╭──

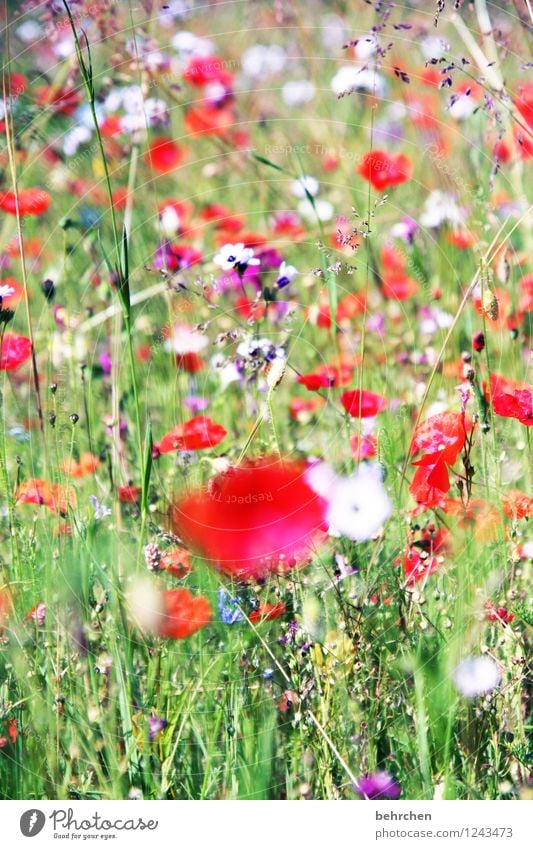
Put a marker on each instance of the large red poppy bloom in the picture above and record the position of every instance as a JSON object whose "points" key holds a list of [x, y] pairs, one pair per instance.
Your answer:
{"points": [[183, 614], [512, 399], [164, 155], [430, 484], [56, 497], [439, 438], [363, 405], [14, 351], [31, 202], [383, 170], [199, 432], [256, 518]]}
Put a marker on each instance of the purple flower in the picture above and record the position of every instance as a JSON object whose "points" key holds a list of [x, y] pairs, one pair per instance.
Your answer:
{"points": [[196, 404], [155, 725], [378, 785]]}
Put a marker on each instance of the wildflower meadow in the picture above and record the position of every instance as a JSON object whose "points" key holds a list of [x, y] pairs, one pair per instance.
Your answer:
{"points": [[266, 400]]}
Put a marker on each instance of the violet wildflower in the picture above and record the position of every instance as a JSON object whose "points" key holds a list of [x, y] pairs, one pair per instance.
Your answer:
{"points": [[286, 274], [228, 609], [152, 557], [235, 256]]}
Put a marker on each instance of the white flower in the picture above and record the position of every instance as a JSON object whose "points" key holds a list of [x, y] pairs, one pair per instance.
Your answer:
{"points": [[6, 291], [230, 256], [286, 273], [439, 207], [186, 340], [356, 78], [322, 210], [304, 186], [366, 47], [476, 675], [298, 92], [463, 107], [434, 47], [357, 506], [145, 605]]}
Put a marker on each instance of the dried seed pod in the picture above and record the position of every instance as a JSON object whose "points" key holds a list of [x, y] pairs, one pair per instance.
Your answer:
{"points": [[490, 305]]}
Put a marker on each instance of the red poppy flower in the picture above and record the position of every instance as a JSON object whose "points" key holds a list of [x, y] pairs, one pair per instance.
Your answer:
{"points": [[14, 351], [440, 438], [56, 497], [199, 432], [183, 614], [501, 151], [383, 170], [31, 202], [203, 70], [524, 103], [512, 399], [430, 484], [363, 405], [164, 155], [190, 362], [268, 612], [64, 100], [317, 380], [208, 120], [222, 217], [255, 518], [498, 614], [111, 126], [399, 287]]}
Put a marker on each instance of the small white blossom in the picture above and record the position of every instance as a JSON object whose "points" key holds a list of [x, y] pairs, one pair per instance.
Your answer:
{"points": [[476, 676], [358, 78], [358, 506], [100, 510], [232, 256], [441, 207]]}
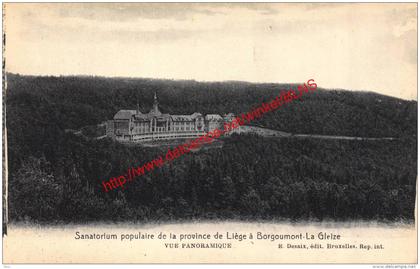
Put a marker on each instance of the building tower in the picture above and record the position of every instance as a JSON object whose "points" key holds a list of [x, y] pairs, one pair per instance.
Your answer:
{"points": [[155, 108]]}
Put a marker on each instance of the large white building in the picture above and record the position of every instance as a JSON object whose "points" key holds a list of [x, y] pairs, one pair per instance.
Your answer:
{"points": [[134, 126]]}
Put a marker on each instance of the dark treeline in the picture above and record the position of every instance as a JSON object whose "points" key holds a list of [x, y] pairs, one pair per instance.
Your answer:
{"points": [[56, 176]]}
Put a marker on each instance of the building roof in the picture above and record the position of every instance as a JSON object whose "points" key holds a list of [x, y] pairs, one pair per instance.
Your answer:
{"points": [[213, 117], [124, 114]]}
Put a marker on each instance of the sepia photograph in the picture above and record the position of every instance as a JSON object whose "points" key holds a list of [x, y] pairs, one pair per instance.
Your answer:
{"points": [[210, 133]]}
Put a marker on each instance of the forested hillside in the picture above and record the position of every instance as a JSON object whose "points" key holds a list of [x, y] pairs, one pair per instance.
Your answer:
{"points": [[56, 176]]}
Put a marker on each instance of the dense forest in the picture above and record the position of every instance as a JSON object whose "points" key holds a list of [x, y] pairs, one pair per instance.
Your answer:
{"points": [[55, 176]]}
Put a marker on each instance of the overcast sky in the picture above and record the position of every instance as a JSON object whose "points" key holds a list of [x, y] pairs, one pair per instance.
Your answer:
{"points": [[351, 46]]}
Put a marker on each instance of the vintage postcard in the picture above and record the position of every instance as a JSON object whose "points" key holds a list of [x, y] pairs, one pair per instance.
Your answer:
{"points": [[210, 133]]}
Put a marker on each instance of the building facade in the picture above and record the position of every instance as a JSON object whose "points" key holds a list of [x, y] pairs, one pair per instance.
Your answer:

╰──

=== Instructions for the task ===
Give the lines again, starting with the line that contains "Put a marker on each instance of the vintage" and going on through the last line, with "Your answer" replaced by "Response" and everything else unchanged.

=== Response to the task ===
Put a marker on each instance of the vintage postcard in the picture above and record the position of every instance as a JSON object whose "points" key holds a list of [x, y] pairs, one pair per instance.
Response:
{"points": [[210, 133]]}
Put a marker on each instance of the building facade in the picture above and record the position of every instance as a JSON object whose "points" key holds a list of [x, y] pairs, one pair per instance.
Response:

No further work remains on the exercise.